-- Start Data excerpts --

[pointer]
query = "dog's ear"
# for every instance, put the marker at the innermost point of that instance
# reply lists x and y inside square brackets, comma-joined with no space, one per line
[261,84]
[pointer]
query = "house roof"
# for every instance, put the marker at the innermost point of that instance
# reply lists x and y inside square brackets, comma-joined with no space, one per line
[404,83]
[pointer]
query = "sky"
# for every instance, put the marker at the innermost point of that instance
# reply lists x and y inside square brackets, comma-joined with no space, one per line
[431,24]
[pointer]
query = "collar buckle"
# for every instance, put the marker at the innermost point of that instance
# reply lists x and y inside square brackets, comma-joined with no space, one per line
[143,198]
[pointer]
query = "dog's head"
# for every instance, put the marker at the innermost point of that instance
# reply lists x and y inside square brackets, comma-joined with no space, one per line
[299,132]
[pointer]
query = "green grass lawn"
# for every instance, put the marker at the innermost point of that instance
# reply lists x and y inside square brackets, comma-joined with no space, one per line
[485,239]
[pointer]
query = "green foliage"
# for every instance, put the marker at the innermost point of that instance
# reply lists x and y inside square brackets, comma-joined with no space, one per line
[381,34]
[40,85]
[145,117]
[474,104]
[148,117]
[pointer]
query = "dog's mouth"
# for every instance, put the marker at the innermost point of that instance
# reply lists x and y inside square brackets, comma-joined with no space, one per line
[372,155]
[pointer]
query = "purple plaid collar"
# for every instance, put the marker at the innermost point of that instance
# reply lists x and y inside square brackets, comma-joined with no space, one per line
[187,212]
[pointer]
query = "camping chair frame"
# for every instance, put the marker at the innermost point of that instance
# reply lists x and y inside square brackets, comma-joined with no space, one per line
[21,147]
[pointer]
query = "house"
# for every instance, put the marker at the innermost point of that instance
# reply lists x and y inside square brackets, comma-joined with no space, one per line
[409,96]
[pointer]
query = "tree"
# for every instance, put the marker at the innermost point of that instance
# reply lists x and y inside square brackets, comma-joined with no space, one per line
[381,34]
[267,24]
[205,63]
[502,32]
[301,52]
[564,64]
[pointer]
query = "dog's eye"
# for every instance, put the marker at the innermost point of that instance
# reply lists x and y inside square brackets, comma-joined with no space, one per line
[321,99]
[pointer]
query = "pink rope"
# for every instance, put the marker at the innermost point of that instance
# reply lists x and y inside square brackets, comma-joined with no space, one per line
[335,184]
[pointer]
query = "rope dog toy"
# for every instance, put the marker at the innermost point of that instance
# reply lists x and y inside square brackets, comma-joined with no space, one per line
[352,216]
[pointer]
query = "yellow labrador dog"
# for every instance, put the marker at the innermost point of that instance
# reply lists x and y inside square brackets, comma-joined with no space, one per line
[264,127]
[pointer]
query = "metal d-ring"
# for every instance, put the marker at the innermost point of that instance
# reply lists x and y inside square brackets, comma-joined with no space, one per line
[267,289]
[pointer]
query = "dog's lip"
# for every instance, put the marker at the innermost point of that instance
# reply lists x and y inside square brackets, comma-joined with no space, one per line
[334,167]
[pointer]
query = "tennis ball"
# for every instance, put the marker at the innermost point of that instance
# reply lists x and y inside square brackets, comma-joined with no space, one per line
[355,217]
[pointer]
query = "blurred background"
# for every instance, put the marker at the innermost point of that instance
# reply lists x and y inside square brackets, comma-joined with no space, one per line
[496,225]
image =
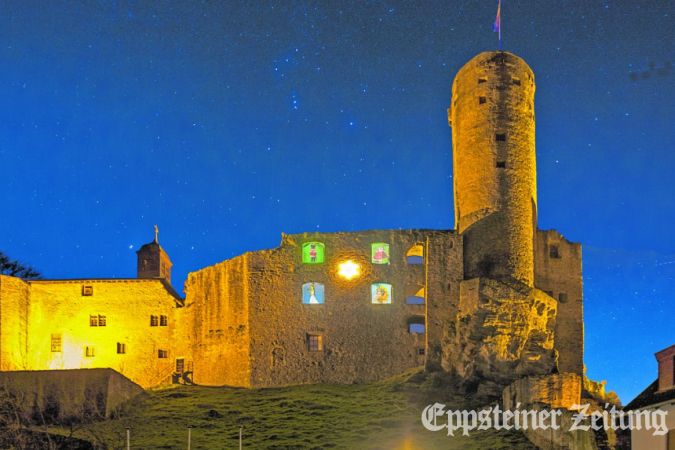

-- End Data excerpts --

What is expected >>
Pull out each line in the data above that contains the word "collar", and copy those lines in the order they appear.

Answer to this problem >>
query = "collar buckle"
query = "purple plaid collar"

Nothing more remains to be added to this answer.